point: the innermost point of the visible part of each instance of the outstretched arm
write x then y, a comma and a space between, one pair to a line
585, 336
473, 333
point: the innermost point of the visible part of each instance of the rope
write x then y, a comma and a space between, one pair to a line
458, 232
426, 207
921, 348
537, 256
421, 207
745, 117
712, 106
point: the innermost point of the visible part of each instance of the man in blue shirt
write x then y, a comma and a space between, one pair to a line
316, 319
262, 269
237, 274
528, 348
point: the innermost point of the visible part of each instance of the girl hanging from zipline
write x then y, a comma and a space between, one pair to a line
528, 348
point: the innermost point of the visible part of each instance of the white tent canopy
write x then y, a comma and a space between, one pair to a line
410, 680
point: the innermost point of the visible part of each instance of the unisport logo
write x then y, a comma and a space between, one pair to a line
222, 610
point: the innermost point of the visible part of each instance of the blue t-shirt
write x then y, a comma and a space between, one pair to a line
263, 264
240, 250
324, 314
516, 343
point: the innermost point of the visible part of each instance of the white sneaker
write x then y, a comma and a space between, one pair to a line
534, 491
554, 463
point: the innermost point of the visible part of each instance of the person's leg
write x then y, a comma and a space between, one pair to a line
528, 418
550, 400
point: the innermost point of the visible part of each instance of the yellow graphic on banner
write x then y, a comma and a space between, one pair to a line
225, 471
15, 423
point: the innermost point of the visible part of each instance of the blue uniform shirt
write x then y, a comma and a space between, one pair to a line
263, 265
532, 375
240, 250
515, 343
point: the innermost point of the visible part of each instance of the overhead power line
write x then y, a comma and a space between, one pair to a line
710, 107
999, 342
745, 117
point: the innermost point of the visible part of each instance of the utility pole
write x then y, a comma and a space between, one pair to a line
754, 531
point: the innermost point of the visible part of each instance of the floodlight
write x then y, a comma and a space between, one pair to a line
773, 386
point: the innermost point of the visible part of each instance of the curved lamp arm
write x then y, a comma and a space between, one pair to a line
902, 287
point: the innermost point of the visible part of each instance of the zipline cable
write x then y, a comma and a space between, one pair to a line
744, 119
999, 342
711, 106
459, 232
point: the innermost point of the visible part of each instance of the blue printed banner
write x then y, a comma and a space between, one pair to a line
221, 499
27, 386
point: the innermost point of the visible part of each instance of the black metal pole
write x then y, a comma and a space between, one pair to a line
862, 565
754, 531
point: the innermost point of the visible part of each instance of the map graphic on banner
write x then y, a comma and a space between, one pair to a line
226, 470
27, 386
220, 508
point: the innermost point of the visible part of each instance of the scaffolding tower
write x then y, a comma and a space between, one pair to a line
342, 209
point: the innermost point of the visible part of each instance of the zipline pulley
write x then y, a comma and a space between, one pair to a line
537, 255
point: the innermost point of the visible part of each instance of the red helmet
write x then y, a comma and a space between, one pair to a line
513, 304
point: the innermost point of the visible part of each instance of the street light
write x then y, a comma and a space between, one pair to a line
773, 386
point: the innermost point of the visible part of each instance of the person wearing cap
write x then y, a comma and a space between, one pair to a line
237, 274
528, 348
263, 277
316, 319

EXERCISE BRIEF >>
Taking the entries above, write out exactly the lines starting with the line containing "map graphic on banner" and going on through the line containing "the red helmet", both included, and nothing else.

FINISHED TASK >>
point: the innermost point of the visible part of each instance of the map graphic on banner
write x then y, a comma and a space between, one pair to a line
226, 470
27, 386
220, 508
point: the innermost point of the visible part of each instance of the scaffolding tower
write x then y, a comma and a space between, one pair to a line
342, 209
point: the innermost point of the visible part of each instance of the zipline pulley
write x then y, a comma and a space between, one pair to a line
537, 255
point: the innermost point of the visible part of each instance of the red helmet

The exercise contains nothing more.